• **YOUR ASSIGNMENT**:
Could you return the full listing below exactly as it appears?

• **SOURCE MATERIAL**:
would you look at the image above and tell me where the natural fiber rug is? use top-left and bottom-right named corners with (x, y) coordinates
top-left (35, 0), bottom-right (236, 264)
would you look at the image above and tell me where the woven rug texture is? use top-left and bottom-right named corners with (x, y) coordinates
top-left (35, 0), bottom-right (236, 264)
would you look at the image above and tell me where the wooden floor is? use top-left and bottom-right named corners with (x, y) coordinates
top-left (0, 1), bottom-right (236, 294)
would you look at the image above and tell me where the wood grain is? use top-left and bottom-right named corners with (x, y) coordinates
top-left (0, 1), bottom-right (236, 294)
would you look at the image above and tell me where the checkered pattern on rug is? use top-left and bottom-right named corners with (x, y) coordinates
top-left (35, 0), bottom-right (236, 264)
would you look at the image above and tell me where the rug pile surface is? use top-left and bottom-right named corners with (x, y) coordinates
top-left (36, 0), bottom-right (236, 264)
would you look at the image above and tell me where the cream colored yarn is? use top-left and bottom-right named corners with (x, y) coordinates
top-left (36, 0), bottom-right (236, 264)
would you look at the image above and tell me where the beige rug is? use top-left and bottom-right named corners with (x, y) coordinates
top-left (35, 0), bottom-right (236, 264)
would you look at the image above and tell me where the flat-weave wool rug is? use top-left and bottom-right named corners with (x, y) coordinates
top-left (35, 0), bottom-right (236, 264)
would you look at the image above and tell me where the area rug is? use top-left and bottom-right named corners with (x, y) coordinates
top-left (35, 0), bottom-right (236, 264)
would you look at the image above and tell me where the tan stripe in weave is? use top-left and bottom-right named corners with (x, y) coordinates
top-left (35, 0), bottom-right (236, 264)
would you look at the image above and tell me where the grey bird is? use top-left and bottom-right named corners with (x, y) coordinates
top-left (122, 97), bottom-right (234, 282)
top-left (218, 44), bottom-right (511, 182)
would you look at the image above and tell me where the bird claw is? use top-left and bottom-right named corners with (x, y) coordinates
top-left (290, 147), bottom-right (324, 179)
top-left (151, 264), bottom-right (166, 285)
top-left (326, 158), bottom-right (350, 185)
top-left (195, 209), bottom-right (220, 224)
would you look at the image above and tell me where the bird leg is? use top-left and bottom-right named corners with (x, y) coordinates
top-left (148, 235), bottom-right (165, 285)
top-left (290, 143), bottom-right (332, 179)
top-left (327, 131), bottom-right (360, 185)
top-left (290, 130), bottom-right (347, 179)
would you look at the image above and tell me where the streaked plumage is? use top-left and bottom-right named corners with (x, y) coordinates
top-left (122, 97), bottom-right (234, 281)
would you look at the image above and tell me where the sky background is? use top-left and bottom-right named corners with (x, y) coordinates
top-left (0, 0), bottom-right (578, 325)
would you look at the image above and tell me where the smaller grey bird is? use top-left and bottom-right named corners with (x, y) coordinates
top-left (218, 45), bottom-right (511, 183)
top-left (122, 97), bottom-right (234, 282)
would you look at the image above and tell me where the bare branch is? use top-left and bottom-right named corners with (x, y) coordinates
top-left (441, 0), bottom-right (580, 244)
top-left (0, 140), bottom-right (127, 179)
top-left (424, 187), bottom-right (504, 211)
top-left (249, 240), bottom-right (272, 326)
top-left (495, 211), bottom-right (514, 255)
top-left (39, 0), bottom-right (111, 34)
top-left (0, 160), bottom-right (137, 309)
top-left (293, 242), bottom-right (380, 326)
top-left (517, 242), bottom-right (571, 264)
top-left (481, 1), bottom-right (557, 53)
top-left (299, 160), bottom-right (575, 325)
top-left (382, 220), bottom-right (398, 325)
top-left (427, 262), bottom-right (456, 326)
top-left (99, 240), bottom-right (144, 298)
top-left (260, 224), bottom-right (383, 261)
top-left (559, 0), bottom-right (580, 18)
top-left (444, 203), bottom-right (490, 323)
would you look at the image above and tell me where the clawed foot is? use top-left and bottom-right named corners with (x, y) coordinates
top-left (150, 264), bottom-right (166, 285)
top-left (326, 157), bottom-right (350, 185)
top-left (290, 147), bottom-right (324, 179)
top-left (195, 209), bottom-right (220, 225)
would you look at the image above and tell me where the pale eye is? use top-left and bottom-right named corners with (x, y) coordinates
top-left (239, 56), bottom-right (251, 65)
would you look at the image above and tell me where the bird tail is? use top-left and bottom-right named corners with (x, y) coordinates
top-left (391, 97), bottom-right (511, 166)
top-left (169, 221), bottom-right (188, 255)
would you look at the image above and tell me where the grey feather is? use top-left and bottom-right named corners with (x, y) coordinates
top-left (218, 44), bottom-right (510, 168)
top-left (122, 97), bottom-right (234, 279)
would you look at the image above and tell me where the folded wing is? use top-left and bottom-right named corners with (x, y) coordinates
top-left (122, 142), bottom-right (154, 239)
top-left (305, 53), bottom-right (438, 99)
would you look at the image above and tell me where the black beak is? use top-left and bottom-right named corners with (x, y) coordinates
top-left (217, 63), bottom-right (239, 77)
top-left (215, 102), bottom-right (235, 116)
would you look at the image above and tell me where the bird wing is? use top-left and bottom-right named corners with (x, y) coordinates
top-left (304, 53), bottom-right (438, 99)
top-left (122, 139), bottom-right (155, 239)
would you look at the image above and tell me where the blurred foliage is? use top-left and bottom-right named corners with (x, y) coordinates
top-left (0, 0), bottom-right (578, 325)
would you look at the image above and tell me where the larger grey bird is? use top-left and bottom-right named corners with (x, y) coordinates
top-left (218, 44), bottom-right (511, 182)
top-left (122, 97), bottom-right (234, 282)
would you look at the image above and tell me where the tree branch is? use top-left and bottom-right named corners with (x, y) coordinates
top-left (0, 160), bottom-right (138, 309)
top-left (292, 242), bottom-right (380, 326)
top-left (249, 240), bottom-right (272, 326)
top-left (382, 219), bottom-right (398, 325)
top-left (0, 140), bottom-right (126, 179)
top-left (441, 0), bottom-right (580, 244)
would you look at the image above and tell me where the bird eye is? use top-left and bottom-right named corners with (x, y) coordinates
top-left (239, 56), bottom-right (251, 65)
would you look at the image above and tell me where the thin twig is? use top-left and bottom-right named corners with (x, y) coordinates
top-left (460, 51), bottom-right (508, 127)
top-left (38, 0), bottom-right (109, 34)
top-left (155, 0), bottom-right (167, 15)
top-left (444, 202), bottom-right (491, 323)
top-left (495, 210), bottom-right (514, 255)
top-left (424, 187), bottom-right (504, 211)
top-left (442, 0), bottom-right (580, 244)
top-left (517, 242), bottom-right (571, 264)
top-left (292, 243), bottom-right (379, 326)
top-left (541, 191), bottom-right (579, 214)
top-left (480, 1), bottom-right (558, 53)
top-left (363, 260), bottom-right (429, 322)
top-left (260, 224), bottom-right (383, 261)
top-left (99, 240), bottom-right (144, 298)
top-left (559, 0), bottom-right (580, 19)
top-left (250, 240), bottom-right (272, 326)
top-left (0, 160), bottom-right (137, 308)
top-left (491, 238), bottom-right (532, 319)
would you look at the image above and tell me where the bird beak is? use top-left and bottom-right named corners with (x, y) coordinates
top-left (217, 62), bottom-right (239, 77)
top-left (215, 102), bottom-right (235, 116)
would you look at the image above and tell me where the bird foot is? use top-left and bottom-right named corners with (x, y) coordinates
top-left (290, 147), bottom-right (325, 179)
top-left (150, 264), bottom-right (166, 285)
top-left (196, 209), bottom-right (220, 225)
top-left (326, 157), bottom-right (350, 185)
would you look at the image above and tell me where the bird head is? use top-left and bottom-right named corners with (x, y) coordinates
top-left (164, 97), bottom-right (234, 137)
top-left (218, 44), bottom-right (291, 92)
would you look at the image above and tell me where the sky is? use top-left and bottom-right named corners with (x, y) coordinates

• **FINISHED TASK**:
would you look at the image above and tell me where the natural fiber rug is? use top-left and bottom-right named corners with (x, y) coordinates
top-left (35, 0), bottom-right (236, 264)
would you look at the image above and tell me where the woven rug texture is? use top-left and bottom-right named corners with (x, y) coordinates
top-left (35, 0), bottom-right (236, 264)
would you look at the image above and tell me where the wooden floor is? use top-left and bottom-right named corners with (x, y) coordinates
top-left (0, 1), bottom-right (236, 294)
would you look at the image above and tell me where the wood grain is? use top-left and bottom-right named corners with (x, y) coordinates
top-left (0, 1), bottom-right (236, 294)
would you look at the image above and tell me where the checkered pattern on rug is? use top-left and bottom-right named corners with (x, y) coordinates
top-left (35, 0), bottom-right (236, 264)
would you look at the image above and tell me where the rug pile surface is? use top-left and bottom-right named corners with (x, y) coordinates
top-left (36, 0), bottom-right (236, 264)
would you look at the image above and tell me where the cream colored yarn is? use top-left and bottom-right named corners with (x, y) coordinates
top-left (36, 0), bottom-right (236, 264)
would you look at the image above and tell me where the beige rug is? use top-left and bottom-right named corners with (x, y) coordinates
top-left (35, 0), bottom-right (236, 264)
would you look at the image above and tell me where the flat-weave wool rug is? use top-left and bottom-right named corners with (x, y) coordinates
top-left (35, 0), bottom-right (236, 264)
would you look at the image above and tell me where the area rug is? use top-left and bottom-right named corners with (x, y) coordinates
top-left (35, 0), bottom-right (236, 264)
would you look at the image above and tell me where the tan stripe in weave is? use top-left and bottom-right named corners with (x, y) coordinates
top-left (35, 0), bottom-right (236, 264)
would you look at the image above and tell me where the grey bird is? use top-left and bottom-right named corners with (x, y) coordinates
top-left (122, 97), bottom-right (234, 282)
top-left (218, 44), bottom-right (511, 182)
would you look at the image above and tell me where the bird claw is? use top-left and bottom-right named corners with (x, y) coordinates
top-left (290, 147), bottom-right (324, 179)
top-left (151, 264), bottom-right (166, 285)
top-left (326, 158), bottom-right (350, 185)
top-left (195, 209), bottom-right (220, 224)
would you look at the image above and tell me where the bird leg is? use top-left and bottom-right named corners with (x, y) coordinates
top-left (148, 235), bottom-right (165, 285)
top-left (290, 143), bottom-right (332, 179)
top-left (327, 131), bottom-right (360, 185)
top-left (290, 130), bottom-right (347, 179)
would you look at the image above and tell me where the streaked plumage is? use top-left and bottom-right named corners with (x, y) coordinates
top-left (122, 97), bottom-right (234, 281)
would you look at the image above and tell me where the sky background is? use top-left and bottom-right named corners with (x, y) coordinates
top-left (0, 0), bottom-right (578, 325)
would you look at the image above and tell me where the smaller grey bird is? use top-left and bottom-right named corners with (x, y) coordinates
top-left (218, 45), bottom-right (511, 183)
top-left (122, 97), bottom-right (234, 282)
would you look at the image above and tell me where the bare branch is? use top-left and bottom-right named corners with (x, y) coordinates
top-left (441, 0), bottom-right (580, 244)
top-left (0, 140), bottom-right (127, 179)
top-left (424, 187), bottom-right (504, 211)
top-left (249, 240), bottom-right (272, 326)
top-left (495, 211), bottom-right (514, 255)
top-left (39, 0), bottom-right (111, 34)
top-left (0, 160), bottom-right (137, 309)
top-left (293, 242), bottom-right (380, 326)
top-left (517, 242), bottom-right (571, 264)
top-left (481, 1), bottom-right (557, 53)
top-left (299, 160), bottom-right (575, 325)
top-left (382, 220), bottom-right (398, 325)
top-left (427, 262), bottom-right (456, 326)
top-left (99, 240), bottom-right (144, 298)
top-left (260, 224), bottom-right (383, 261)
top-left (559, 0), bottom-right (580, 18)
top-left (444, 203), bottom-right (490, 323)
would you look at the image above and tell me where the clawed foot is? use top-left and bottom-right named corners with (x, y) coordinates
top-left (150, 264), bottom-right (166, 285)
top-left (326, 157), bottom-right (350, 185)
top-left (290, 147), bottom-right (324, 179)
top-left (195, 209), bottom-right (220, 225)
would you look at the image above and tell me where the pale eye is? use top-left and bottom-right named corners with (x, y) coordinates
top-left (239, 56), bottom-right (251, 65)
would you look at the image above and tell me where the bird tail is? use top-left and bottom-right named corners with (x, y) coordinates
top-left (391, 97), bottom-right (511, 166)
top-left (169, 221), bottom-right (188, 255)
would you look at the image above and tell me where the grey feather is? use top-left and bottom-right named corners with (x, y) coordinates
top-left (218, 44), bottom-right (510, 168)
top-left (122, 97), bottom-right (234, 279)
would you look at the image above and tell me where the folded wing is? use top-left and bottom-right named corners with (x, y) coordinates
top-left (122, 142), bottom-right (154, 239)
top-left (305, 53), bottom-right (438, 99)
would you look at the image above and tell me where the black beak is? use top-left and bottom-right named corners with (x, y) coordinates
top-left (217, 63), bottom-right (239, 77)
top-left (215, 102), bottom-right (235, 116)
would you look at the image above and tell me where the bird wing is? use top-left and bottom-right named corners with (x, y) coordinates
top-left (304, 53), bottom-right (438, 99)
top-left (122, 139), bottom-right (155, 239)
would you look at the image above and tell me where the blurred foliage is? use top-left and bottom-right named corners with (x, y) coordinates
top-left (0, 0), bottom-right (578, 325)
would you look at the image above and tell me where the larger grey bird is? use top-left and bottom-right named corners with (x, y) coordinates
top-left (218, 44), bottom-right (511, 182)
top-left (122, 97), bottom-right (234, 282)
would you look at the image above and tell me where the tree branch is? use top-left and bottom-right named corners with (x, y) coordinates
top-left (0, 160), bottom-right (138, 309)
top-left (292, 242), bottom-right (380, 326)
top-left (249, 240), bottom-right (272, 326)
top-left (382, 219), bottom-right (398, 325)
top-left (0, 140), bottom-right (126, 179)
top-left (441, 0), bottom-right (580, 244)
would you look at the image above and tell me where the bird eye is? use top-left and bottom-right named corners with (x, y) coordinates
top-left (239, 56), bottom-right (251, 65)
would you look at the image above and tell me where the thin twig is? use top-left and bottom-right named corners with (x, y) coordinates
top-left (460, 51), bottom-right (508, 127)
top-left (38, 0), bottom-right (109, 34)
top-left (155, 0), bottom-right (167, 15)
top-left (444, 202), bottom-right (491, 323)
top-left (495, 210), bottom-right (514, 255)
top-left (424, 187), bottom-right (504, 211)
top-left (442, 0), bottom-right (580, 244)
top-left (517, 242), bottom-right (571, 264)
top-left (292, 243), bottom-right (379, 326)
top-left (541, 191), bottom-right (579, 214)
top-left (480, 1), bottom-right (558, 53)
top-left (363, 260), bottom-right (429, 322)
top-left (260, 224), bottom-right (383, 261)
top-left (99, 240), bottom-right (144, 298)
top-left (559, 0), bottom-right (580, 19)
top-left (250, 240), bottom-right (272, 326)
top-left (0, 160), bottom-right (137, 308)
top-left (491, 238), bottom-right (532, 319)
would you look at the image above and tell me where the bird beak is? use top-left and bottom-right named corners with (x, y) coordinates
top-left (217, 62), bottom-right (239, 77)
top-left (215, 102), bottom-right (235, 116)
would you look at the image above and tell me where the bird foot is? use top-left and bottom-right named corners with (x, y) coordinates
top-left (290, 147), bottom-right (325, 179)
top-left (150, 264), bottom-right (166, 285)
top-left (196, 209), bottom-right (220, 225)
top-left (326, 157), bottom-right (350, 185)
would you look at the image above and tell me where the bird head is? use top-left and bottom-right named corners with (x, y) coordinates
top-left (164, 97), bottom-right (234, 137)
top-left (218, 44), bottom-right (291, 92)
would you look at the image above and tell me where the sky is? use top-left and bottom-right named corners with (x, y) coordinates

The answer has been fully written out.